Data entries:

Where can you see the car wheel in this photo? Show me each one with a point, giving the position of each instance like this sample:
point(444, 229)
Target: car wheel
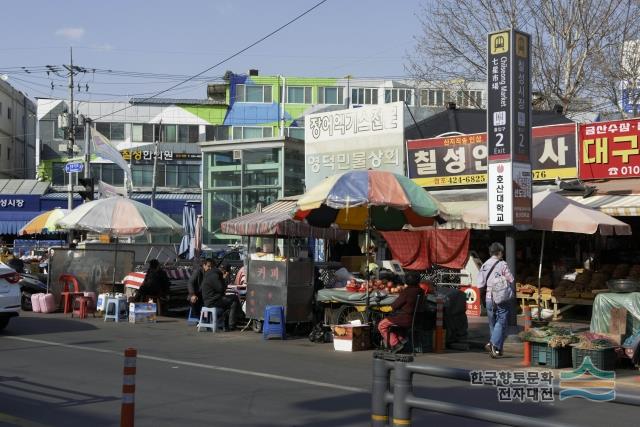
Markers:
point(25, 302)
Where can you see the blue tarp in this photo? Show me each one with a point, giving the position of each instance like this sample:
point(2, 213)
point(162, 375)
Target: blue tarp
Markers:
point(12, 221)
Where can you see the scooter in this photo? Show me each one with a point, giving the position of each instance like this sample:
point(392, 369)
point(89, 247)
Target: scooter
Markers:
point(30, 284)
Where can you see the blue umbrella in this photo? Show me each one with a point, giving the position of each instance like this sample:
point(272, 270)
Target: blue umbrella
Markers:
point(188, 225)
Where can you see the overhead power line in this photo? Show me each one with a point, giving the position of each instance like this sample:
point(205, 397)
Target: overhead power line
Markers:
point(260, 40)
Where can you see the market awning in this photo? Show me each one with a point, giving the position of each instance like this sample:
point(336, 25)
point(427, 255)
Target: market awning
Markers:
point(612, 204)
point(277, 223)
point(12, 221)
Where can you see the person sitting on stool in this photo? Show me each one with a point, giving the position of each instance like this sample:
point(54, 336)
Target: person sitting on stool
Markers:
point(214, 294)
point(402, 315)
point(155, 285)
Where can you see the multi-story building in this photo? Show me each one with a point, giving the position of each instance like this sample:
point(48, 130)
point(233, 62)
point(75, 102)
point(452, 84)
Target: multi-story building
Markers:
point(266, 112)
point(17, 133)
point(256, 115)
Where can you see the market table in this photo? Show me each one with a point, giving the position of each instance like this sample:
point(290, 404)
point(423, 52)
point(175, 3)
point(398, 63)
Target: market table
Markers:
point(568, 303)
point(351, 305)
point(603, 304)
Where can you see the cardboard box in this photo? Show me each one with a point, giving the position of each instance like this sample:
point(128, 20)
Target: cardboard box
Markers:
point(147, 317)
point(351, 337)
point(353, 263)
point(142, 312)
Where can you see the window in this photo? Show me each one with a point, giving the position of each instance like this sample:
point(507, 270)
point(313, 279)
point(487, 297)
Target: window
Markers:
point(252, 132)
point(253, 93)
point(217, 133)
point(142, 132)
point(188, 133)
point(364, 96)
point(113, 131)
point(469, 98)
point(299, 94)
point(297, 133)
point(169, 133)
point(395, 95)
point(142, 175)
point(330, 95)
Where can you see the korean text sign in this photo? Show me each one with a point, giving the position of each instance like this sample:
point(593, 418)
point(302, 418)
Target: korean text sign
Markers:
point(610, 149)
point(462, 159)
point(509, 128)
point(370, 137)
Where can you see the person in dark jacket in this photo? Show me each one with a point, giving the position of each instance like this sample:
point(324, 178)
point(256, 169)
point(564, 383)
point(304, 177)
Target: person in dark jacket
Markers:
point(156, 283)
point(214, 294)
point(194, 286)
point(402, 315)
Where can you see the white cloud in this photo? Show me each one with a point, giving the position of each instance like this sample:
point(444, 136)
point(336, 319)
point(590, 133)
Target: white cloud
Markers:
point(72, 33)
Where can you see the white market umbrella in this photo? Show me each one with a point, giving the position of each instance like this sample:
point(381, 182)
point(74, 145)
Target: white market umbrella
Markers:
point(119, 217)
point(553, 212)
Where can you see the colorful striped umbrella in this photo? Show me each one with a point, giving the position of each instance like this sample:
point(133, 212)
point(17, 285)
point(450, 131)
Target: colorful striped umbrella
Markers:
point(355, 199)
point(45, 222)
point(119, 217)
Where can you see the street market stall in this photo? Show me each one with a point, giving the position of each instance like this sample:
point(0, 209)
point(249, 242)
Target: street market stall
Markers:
point(279, 270)
point(556, 213)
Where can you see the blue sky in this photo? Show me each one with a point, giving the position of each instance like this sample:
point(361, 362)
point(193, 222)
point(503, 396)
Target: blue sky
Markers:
point(362, 38)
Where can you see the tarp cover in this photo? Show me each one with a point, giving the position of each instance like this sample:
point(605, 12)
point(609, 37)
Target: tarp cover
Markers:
point(418, 250)
point(277, 224)
point(603, 304)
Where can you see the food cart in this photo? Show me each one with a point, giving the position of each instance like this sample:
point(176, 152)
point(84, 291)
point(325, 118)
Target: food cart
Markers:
point(286, 279)
point(279, 269)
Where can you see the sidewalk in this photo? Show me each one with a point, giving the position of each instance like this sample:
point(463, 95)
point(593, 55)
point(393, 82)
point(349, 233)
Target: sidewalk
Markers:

Directions :: Transcribe exactly each line of the records from the start up to and including the one with "point(2, 213)", and leave out every picture.

Written response ::
Where can you see the car wheel in this photo? Show me each one with a point, giving the position of each instance like this sample:
point(444, 229)
Target: car wheel
Markers:
point(25, 302)
Where can you see the blue tarp in this photo? Show me each one with a point, giving the position of each instance like this sample:
point(2, 213)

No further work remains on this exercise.